• [Short task]:
Reproduce the records word for word from their beginning up to and including the line with "509,261 -> 520,288". Omit the pictures from your copy.

### Record list ###

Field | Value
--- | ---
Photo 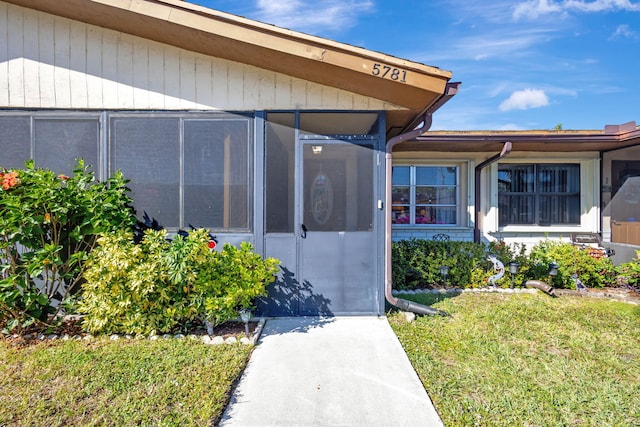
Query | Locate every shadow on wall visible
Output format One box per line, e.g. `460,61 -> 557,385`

256,266 -> 333,317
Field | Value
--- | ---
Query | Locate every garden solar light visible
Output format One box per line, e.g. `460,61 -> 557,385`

440,265 -> 449,288
549,262 -> 558,277
240,309 -> 251,338
509,261 -> 520,288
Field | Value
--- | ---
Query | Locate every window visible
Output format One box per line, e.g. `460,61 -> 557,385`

0,113 -> 100,176
498,164 -> 580,227
391,166 -> 459,225
110,114 -> 251,232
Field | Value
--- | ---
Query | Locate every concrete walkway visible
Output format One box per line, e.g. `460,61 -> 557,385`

220,317 -> 443,427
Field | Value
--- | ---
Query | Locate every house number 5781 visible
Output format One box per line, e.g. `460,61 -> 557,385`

371,63 -> 407,83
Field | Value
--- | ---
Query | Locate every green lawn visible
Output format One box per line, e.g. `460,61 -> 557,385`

390,293 -> 640,426
0,339 -> 251,426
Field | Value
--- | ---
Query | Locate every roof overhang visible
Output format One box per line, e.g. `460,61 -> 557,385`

5,0 -> 451,133
394,122 -> 640,152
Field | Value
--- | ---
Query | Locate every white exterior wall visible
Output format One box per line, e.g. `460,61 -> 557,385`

0,2 -> 399,111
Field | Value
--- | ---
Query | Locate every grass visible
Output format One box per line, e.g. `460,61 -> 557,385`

390,293 -> 640,426
0,339 -> 251,426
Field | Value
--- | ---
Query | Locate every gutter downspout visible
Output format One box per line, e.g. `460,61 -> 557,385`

473,141 -> 512,243
384,82 -> 460,316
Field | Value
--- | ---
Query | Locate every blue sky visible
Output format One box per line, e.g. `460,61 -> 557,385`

189,0 -> 640,130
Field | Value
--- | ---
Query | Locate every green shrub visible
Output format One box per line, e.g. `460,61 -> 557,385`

528,240 -> 615,289
392,239 -> 491,289
194,242 -> 280,326
615,251 -> 640,291
79,229 -> 279,334
0,160 -> 135,329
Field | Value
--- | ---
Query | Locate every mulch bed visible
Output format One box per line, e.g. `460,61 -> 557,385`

0,316 -> 258,347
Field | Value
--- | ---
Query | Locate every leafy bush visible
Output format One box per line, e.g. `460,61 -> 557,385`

529,240 -> 615,289
616,251 -> 640,291
79,229 -> 279,334
392,239 -> 487,289
0,160 -> 135,329
194,242 -> 280,326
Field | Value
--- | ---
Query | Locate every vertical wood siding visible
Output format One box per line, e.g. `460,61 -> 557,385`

0,2 -> 398,111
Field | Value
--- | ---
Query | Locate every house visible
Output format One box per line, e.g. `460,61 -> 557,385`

392,122 -> 640,262
0,0 -> 640,315
0,0 -> 457,315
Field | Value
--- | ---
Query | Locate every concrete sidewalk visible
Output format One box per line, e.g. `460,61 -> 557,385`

220,317 -> 443,427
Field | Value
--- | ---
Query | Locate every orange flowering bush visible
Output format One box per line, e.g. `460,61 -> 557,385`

0,160 -> 135,329
0,171 -> 19,190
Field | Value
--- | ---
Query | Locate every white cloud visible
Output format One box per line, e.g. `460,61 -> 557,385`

513,0 -> 562,21
513,0 -> 640,21
609,24 -> 638,40
257,0 -> 374,34
498,89 -> 549,111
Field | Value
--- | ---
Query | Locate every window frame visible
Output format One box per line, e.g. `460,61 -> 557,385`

106,111 -> 256,234
391,162 -> 464,228
495,159 -> 584,230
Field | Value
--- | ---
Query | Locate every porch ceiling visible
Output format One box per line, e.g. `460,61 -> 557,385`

394,122 -> 640,153
5,0 -> 451,135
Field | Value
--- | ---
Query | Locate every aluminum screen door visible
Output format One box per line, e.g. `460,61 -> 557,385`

298,139 -> 379,315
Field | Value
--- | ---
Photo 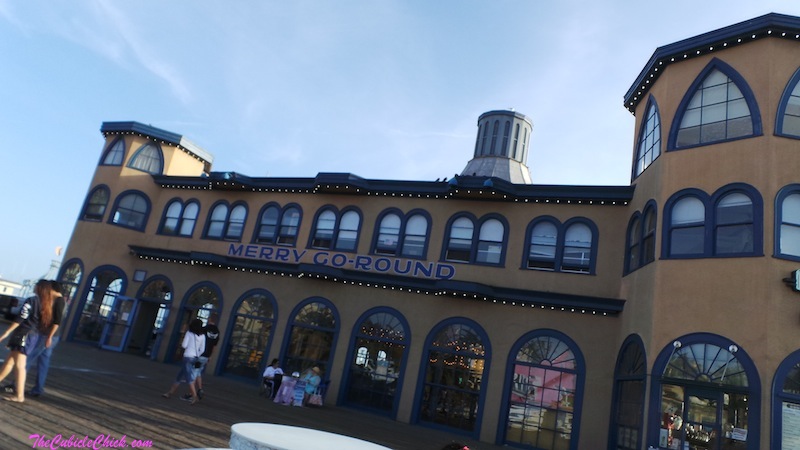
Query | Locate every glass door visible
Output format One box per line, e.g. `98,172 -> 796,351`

100,295 -> 138,352
676,388 -> 722,450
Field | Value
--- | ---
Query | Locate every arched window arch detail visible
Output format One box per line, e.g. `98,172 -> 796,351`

81,185 -> 111,222
282,297 -> 340,382
100,136 -> 125,166
661,183 -> 764,258
372,208 -> 431,259
70,266 -> 128,344
220,289 -> 277,380
128,142 -> 164,175
624,200 -> 657,274
773,184 -> 800,261
633,95 -> 661,178
645,333 -> 761,450
203,201 -> 247,241
608,335 -> 647,450
522,216 -> 598,274
770,350 -> 800,448
775,68 -> 800,139
308,205 -> 361,252
442,212 -> 508,266
168,281 -> 223,362
412,317 -> 491,439
108,190 -> 150,231
341,307 -> 411,417
498,329 -> 586,450
668,58 -> 762,150
158,198 -> 200,237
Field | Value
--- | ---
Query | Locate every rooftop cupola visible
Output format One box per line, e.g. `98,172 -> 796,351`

461,110 -> 533,184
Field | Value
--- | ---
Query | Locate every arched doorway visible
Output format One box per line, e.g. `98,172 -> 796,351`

222,289 -> 275,380
648,333 -> 761,450
502,330 -> 585,450
344,308 -> 409,415
416,319 -> 490,437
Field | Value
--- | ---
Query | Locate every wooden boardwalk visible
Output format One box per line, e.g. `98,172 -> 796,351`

0,322 -> 505,450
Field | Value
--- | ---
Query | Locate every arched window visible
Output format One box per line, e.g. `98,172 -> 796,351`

72,267 -> 127,344
662,183 -> 763,258
775,184 -> 800,259
775,69 -> 800,138
310,206 -> 361,251
625,202 -> 656,273
205,202 -> 247,241
416,319 -> 489,436
222,289 -> 275,379
128,143 -> 164,175
81,186 -> 110,222
522,216 -> 597,274
102,137 -> 125,166
345,309 -> 408,414
503,331 -> 585,450
633,97 -> 661,178
373,211 -> 428,258
283,298 -> 339,379
669,58 -> 761,149
160,199 -> 200,237
111,192 -> 150,231
646,333 -> 761,450
608,336 -> 647,450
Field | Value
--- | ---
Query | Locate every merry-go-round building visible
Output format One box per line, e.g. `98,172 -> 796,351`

54,14 -> 800,450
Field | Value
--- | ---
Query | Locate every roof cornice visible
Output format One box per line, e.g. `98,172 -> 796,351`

624,13 -> 800,113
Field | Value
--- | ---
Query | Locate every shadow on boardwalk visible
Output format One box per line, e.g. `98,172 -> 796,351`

0,323 -> 504,450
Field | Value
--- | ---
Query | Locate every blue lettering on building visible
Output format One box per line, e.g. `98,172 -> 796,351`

228,244 -> 456,280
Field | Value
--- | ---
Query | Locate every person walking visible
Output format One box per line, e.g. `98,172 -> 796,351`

161,319 -> 206,404
0,280 -> 53,403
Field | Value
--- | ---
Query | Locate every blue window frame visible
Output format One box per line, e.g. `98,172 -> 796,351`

341,307 -> 411,417
159,199 -> 200,237
81,185 -> 111,222
128,143 -> 164,175
412,317 -> 492,439
633,96 -> 661,178
100,137 -> 125,166
668,58 -> 762,150
645,333 -> 761,450
253,203 -> 302,246
109,191 -> 150,231
771,350 -> 800,448
774,184 -> 800,261
442,213 -> 508,266
308,206 -> 361,252
498,330 -> 586,450
608,335 -> 647,450
661,183 -> 763,258
775,69 -> 800,139
204,201 -> 247,241
625,200 -> 656,273
522,216 -> 597,274
372,208 -> 431,259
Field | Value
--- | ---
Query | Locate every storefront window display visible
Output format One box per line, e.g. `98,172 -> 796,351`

223,291 -> 275,379
346,311 -> 407,413
419,323 -> 486,431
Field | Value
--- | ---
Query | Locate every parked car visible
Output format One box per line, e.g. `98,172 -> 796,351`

0,294 -> 25,320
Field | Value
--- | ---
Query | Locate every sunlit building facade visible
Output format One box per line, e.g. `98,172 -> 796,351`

59,14 -> 800,450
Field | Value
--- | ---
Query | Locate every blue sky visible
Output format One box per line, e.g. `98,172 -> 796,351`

0,0 -> 800,282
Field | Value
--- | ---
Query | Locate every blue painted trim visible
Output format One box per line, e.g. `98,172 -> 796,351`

336,306 -> 411,419
106,189 -> 152,232
667,58 -> 763,152
646,333 -> 761,450
496,328 -> 586,450
411,317 -> 492,439
775,68 -> 800,139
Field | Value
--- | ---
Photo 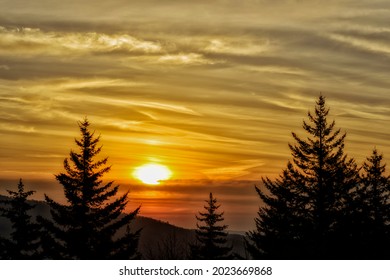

###

• [Completed exercise]:
Field | Value
--- | ---
Photo 
Query | Locate every shadow on wall visible
Output format One box per line, e.g. `460,61 -> 557,385`

256,266 -> 333,317
Field | Value
--- | ---
Query | Locate every garden solar light visible
Output format One box per line, e.g. `460,61 -> 557,385`

440,265 -> 449,288
549,262 -> 558,277
240,309 -> 251,338
509,261 -> 520,288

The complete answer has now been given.